**Work request**
In the records below, find the line containing "Return one point for each instance of the car rear window." and transcribe it and every line after it exactly; leave the pictures out.

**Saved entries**
□ □ □ □ □ □ □

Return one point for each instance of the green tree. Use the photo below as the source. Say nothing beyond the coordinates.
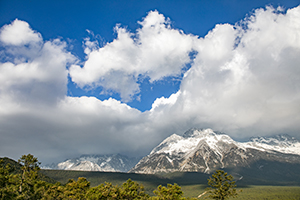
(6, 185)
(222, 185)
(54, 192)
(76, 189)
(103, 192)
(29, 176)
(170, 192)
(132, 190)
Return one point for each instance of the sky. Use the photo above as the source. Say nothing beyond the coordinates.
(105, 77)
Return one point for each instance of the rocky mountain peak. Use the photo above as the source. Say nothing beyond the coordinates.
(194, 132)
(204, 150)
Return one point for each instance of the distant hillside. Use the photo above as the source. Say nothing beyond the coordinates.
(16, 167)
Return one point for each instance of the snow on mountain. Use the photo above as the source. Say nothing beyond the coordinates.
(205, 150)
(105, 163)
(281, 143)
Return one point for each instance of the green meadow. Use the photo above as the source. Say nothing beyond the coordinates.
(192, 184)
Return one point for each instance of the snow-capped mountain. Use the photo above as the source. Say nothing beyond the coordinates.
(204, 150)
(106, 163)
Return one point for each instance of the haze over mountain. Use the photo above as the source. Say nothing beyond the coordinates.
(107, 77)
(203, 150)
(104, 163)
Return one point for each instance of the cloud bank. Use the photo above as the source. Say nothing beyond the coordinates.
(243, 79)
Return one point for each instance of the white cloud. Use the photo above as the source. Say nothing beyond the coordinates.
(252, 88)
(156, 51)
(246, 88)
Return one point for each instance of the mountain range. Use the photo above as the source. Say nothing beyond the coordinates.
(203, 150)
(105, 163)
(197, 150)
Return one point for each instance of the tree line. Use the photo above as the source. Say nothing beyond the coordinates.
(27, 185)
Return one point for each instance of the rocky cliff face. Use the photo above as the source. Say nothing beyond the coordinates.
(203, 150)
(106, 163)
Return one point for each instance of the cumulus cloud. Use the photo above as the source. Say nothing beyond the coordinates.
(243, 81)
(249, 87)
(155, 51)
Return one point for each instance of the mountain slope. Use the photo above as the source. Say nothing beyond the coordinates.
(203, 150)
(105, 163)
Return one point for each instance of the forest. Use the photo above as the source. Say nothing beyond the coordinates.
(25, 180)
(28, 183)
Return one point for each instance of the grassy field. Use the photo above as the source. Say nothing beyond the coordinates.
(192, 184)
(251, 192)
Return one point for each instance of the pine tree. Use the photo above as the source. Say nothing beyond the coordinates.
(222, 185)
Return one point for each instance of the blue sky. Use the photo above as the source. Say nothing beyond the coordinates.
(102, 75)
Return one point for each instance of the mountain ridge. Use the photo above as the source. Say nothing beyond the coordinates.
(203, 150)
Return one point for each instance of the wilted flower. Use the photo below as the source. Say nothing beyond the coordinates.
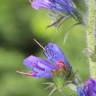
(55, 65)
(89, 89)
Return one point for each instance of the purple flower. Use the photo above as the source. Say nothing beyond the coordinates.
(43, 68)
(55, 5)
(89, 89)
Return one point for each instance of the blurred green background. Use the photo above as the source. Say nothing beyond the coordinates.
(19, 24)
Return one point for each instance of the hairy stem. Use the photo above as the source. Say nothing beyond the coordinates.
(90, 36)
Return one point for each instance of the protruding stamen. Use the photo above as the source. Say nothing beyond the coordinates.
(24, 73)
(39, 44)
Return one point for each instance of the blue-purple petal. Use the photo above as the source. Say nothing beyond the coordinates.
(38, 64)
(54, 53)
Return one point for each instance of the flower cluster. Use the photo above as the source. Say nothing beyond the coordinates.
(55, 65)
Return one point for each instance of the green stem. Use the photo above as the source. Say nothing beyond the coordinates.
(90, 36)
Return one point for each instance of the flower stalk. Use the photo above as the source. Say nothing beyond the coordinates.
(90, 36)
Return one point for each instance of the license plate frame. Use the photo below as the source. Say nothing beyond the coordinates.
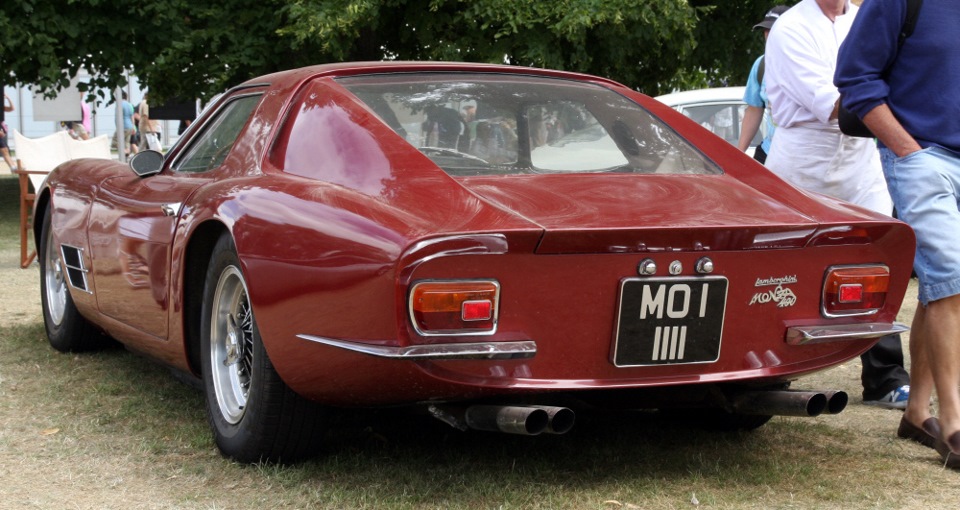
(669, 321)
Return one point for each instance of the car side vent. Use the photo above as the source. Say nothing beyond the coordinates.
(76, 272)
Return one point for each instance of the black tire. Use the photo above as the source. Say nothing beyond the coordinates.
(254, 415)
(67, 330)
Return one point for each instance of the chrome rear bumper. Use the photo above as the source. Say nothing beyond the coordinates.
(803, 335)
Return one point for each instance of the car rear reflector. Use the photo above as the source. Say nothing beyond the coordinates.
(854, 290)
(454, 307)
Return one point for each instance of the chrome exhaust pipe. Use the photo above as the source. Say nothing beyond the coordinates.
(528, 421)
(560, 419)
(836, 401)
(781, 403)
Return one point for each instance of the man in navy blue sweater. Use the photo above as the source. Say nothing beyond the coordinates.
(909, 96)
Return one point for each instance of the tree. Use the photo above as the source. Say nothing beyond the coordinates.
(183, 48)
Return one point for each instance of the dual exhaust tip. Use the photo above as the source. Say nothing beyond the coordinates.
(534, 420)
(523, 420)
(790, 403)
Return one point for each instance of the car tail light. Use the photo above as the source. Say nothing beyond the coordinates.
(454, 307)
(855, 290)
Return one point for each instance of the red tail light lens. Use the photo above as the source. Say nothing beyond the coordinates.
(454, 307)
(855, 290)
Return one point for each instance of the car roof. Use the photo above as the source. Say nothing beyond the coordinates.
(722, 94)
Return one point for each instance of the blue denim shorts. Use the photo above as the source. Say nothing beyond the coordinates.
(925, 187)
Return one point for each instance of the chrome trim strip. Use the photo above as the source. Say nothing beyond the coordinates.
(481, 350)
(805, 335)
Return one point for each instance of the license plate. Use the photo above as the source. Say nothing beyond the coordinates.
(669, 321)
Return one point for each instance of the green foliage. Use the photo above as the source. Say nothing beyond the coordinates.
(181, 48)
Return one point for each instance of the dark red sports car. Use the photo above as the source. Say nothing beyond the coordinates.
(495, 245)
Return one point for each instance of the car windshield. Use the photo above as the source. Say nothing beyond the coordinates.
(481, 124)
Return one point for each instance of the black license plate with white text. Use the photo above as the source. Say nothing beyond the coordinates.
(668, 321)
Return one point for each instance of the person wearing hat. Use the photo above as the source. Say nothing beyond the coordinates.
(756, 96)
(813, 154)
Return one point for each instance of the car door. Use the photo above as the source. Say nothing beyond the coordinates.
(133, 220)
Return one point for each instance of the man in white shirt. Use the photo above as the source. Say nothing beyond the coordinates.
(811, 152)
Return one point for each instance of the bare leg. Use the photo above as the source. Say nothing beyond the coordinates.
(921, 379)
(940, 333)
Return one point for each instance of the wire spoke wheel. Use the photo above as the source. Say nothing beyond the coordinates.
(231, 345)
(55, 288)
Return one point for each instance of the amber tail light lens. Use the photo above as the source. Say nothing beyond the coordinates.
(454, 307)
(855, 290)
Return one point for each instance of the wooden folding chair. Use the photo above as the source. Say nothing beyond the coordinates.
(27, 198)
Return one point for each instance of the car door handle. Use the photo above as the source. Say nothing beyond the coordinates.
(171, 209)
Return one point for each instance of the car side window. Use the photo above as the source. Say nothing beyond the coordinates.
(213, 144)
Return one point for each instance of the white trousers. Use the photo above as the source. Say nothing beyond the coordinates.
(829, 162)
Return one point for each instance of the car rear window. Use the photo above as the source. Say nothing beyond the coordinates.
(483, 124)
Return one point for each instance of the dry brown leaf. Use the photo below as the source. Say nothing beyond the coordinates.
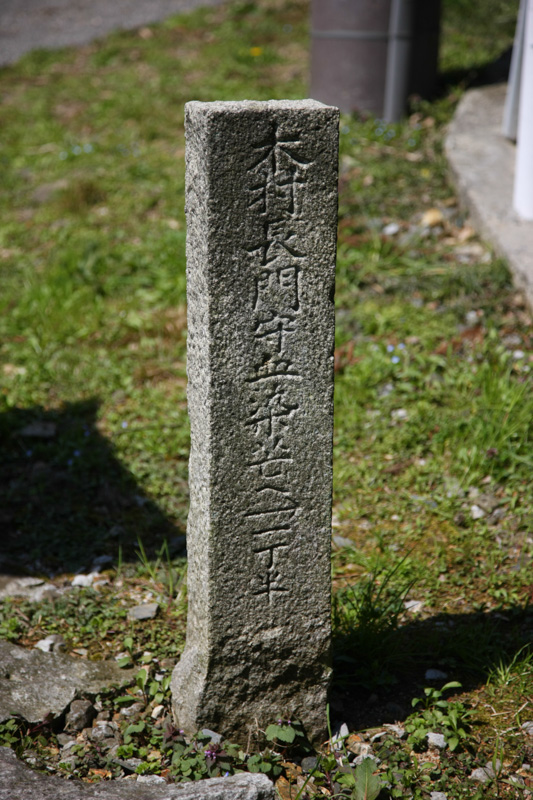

□ □ □ □ □ □ □

**Exercise response**
Return one point for each instance of the car rear window. Use the photo above as the source. Say nothing beyond the coordinates.
(483, 124)
Return one point for each instance of the dry brown leaf. Use the photo below as the source. Say nothing beyond the coordinates.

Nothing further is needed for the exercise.